What you have to do:
Copy the material below without any changes, starting with the line that contains "Exercise. Identify the church in" and going on through the line that contains "(1311, 151)", with both of those lines included.

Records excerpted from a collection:

◇ ◇ ◇ ◇ ◇

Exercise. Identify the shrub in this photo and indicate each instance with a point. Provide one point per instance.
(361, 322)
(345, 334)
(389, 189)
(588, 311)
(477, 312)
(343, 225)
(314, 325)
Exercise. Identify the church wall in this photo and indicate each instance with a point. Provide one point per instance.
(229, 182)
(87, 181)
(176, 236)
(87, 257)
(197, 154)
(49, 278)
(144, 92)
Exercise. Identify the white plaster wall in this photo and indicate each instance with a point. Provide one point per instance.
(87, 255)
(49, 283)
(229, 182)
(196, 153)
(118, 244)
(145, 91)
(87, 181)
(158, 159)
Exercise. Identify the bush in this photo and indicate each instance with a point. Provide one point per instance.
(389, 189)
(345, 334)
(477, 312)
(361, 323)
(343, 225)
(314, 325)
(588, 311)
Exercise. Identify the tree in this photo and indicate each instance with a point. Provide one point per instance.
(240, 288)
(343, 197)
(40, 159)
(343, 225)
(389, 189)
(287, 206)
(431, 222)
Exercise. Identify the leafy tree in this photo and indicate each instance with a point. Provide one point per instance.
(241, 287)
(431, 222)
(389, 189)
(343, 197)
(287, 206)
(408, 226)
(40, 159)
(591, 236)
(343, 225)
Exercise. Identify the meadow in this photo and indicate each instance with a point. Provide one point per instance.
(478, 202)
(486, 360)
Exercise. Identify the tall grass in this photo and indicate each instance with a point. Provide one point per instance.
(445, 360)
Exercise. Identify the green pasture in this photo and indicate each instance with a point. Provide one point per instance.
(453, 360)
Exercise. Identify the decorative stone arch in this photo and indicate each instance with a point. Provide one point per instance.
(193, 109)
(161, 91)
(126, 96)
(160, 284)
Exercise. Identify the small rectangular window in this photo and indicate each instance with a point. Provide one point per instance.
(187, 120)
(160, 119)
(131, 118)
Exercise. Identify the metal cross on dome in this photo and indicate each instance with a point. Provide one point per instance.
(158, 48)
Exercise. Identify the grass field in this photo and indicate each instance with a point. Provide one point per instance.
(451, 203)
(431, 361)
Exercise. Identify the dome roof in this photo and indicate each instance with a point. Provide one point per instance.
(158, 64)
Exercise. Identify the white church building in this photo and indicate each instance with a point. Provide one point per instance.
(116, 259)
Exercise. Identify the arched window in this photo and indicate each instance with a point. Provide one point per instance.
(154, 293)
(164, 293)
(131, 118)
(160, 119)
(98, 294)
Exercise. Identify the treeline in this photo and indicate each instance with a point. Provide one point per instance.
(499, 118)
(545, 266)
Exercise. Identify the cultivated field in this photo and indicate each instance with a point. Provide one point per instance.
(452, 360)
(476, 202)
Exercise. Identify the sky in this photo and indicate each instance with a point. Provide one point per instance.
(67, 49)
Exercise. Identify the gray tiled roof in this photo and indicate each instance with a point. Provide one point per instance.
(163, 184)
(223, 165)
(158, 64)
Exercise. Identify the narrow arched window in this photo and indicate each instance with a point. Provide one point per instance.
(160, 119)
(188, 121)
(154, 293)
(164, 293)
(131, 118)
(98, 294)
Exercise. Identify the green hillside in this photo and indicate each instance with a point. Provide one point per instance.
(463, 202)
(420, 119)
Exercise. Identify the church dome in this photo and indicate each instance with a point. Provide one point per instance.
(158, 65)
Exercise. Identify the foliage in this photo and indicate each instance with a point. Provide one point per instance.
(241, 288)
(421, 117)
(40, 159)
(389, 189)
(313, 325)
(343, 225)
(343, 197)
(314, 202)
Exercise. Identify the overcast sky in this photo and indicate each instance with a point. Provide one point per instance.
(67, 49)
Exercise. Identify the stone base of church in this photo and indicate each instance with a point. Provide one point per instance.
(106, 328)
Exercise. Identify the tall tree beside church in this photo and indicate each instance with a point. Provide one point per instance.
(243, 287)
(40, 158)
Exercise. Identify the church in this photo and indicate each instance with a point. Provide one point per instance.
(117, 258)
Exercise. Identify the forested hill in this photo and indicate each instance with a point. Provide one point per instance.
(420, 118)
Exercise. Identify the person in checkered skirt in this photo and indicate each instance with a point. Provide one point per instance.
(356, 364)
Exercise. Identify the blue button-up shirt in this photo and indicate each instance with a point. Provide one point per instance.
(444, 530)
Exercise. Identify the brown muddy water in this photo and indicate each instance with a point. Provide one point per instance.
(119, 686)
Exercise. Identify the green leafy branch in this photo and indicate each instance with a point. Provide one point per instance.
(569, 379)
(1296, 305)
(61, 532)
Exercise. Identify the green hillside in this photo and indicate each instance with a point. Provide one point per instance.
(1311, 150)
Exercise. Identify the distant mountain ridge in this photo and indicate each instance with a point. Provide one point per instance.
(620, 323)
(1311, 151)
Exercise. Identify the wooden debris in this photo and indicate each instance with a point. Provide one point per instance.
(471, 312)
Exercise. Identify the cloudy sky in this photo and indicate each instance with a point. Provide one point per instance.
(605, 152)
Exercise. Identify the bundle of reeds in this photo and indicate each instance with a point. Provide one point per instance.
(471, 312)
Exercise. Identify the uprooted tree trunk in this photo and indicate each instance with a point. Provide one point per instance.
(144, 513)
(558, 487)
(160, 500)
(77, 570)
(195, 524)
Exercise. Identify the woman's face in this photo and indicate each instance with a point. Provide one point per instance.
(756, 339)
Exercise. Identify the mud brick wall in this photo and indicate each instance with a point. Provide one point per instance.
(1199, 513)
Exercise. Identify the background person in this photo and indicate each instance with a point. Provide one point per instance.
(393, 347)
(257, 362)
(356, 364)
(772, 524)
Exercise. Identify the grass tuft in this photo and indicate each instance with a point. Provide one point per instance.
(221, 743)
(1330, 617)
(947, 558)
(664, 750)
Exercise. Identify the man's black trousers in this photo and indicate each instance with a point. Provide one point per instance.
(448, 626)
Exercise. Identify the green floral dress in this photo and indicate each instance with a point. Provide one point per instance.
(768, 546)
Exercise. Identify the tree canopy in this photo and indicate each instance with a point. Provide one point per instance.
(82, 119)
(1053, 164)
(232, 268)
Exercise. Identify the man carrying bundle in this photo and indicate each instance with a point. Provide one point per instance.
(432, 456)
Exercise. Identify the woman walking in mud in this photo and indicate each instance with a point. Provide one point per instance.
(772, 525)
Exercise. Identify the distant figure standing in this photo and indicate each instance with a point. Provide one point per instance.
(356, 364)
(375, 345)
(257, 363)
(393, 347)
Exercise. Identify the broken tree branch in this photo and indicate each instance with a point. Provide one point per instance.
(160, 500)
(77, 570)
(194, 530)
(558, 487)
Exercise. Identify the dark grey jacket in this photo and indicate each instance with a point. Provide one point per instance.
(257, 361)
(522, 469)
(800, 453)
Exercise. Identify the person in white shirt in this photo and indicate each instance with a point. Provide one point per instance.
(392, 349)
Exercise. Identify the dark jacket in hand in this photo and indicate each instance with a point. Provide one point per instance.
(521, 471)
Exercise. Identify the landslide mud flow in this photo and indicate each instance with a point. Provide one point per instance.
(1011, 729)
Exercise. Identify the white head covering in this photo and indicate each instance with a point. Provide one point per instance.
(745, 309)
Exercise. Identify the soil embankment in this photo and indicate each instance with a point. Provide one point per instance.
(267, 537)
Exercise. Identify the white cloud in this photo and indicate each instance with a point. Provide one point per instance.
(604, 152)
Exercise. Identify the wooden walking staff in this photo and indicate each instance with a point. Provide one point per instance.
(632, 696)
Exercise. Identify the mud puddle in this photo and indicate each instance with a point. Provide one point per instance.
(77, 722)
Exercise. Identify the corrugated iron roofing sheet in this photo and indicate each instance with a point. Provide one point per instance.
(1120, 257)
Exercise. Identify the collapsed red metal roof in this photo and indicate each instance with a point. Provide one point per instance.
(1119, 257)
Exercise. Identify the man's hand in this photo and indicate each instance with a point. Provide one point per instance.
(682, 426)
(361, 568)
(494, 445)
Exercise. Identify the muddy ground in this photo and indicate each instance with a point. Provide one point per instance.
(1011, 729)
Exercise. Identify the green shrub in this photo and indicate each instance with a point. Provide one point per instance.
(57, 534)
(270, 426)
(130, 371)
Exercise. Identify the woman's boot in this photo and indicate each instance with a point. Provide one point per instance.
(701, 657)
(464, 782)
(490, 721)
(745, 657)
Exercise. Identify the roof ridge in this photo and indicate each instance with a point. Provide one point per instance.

◇ ◇ ◇ ◇ ◇

Task result:
Exercise. Identify the church in this photo and indicate each instance with a point. Provide one point per instance.
(117, 258)
Exercise. Identify the forested hill in this photo and indicate each instance with a point. Provide one point per instance.
(420, 118)
Exercise. Identify the person in checkered skirt in this photo and indicate each instance with a point. Provide one point per instance.
(356, 364)
Exercise. Identify the blue button-up shirt in this photo and indicate each instance with a point. Provide one point per instance.
(444, 530)
Exercise. Identify the brown muddy water in this photo and indicate each instance with a point. Provide one point per instance.
(119, 686)
Exercise. Identify the green leafy branch in this photo and indicate each instance with a point. Provide one point per instance.
(569, 379)
(1296, 305)
(61, 532)
Exercise. Identify the green hillside in this photo and indicate each instance with a point. Provide one point per instance.
(1311, 150)
Exercise. Identify the distant mountain ridge in this photo and indicate each instance with a point. Provide one point per instance.
(620, 323)
(1311, 151)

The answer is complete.